• Written task
Display every line in the records below that contains the string "seam".
/---
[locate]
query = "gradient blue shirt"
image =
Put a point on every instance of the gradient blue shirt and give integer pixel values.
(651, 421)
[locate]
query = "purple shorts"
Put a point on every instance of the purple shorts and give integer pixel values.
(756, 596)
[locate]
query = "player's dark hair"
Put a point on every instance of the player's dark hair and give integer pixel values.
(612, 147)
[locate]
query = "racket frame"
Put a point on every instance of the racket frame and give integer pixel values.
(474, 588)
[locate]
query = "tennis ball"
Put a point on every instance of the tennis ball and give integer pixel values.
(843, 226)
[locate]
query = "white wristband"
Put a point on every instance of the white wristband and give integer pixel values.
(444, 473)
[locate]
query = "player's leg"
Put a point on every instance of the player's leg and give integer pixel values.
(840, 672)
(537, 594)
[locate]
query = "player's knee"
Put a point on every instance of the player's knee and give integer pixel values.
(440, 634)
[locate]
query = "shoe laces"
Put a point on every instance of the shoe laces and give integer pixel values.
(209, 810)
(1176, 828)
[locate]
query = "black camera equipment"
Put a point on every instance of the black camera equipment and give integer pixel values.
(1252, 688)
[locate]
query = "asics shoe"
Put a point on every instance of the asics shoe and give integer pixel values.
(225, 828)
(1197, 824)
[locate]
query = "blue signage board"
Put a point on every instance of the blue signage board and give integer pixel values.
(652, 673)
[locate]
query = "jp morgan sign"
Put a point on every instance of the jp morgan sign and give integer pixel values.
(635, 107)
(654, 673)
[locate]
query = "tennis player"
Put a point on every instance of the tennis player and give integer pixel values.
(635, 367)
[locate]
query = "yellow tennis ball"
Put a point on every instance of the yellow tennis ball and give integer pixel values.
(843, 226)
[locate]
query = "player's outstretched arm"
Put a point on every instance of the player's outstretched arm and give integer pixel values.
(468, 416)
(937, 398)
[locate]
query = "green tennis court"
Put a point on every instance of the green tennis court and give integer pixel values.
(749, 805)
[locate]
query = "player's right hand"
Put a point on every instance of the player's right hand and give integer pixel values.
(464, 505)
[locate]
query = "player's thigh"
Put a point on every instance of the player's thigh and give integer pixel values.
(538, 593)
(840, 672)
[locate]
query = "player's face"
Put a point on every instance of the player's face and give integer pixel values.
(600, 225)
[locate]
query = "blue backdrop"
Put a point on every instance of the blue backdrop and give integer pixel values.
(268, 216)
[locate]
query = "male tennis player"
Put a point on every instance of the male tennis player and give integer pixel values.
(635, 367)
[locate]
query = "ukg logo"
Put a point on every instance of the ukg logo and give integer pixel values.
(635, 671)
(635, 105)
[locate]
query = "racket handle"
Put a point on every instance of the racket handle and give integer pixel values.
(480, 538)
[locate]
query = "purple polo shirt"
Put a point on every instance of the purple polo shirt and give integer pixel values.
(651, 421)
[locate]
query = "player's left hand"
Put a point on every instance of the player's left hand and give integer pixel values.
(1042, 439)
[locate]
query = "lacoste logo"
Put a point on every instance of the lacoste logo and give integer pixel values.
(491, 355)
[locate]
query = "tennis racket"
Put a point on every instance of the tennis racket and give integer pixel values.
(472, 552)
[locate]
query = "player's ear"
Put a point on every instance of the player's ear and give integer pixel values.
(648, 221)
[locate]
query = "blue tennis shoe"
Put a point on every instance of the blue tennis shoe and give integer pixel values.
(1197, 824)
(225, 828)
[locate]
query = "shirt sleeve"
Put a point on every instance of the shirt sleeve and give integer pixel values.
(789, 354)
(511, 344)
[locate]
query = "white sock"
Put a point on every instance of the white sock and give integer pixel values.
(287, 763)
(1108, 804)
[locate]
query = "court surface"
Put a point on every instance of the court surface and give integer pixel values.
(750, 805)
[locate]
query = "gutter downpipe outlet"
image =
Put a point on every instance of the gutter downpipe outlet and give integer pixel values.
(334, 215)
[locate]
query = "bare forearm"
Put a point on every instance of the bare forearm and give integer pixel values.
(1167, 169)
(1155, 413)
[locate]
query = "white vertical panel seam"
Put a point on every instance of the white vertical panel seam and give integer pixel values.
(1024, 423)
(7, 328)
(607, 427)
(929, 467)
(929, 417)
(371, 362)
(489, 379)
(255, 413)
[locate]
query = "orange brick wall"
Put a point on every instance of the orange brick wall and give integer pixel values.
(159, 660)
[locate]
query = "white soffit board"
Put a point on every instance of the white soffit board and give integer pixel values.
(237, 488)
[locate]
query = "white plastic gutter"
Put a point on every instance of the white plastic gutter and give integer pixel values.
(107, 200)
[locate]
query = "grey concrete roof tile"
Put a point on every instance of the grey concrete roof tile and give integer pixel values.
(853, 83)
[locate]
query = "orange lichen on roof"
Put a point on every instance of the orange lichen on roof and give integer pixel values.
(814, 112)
\---
• Task solution
query = "white vertical panel seam"
Put a point on every instance of the white vertical panel seam and give integer pixel values.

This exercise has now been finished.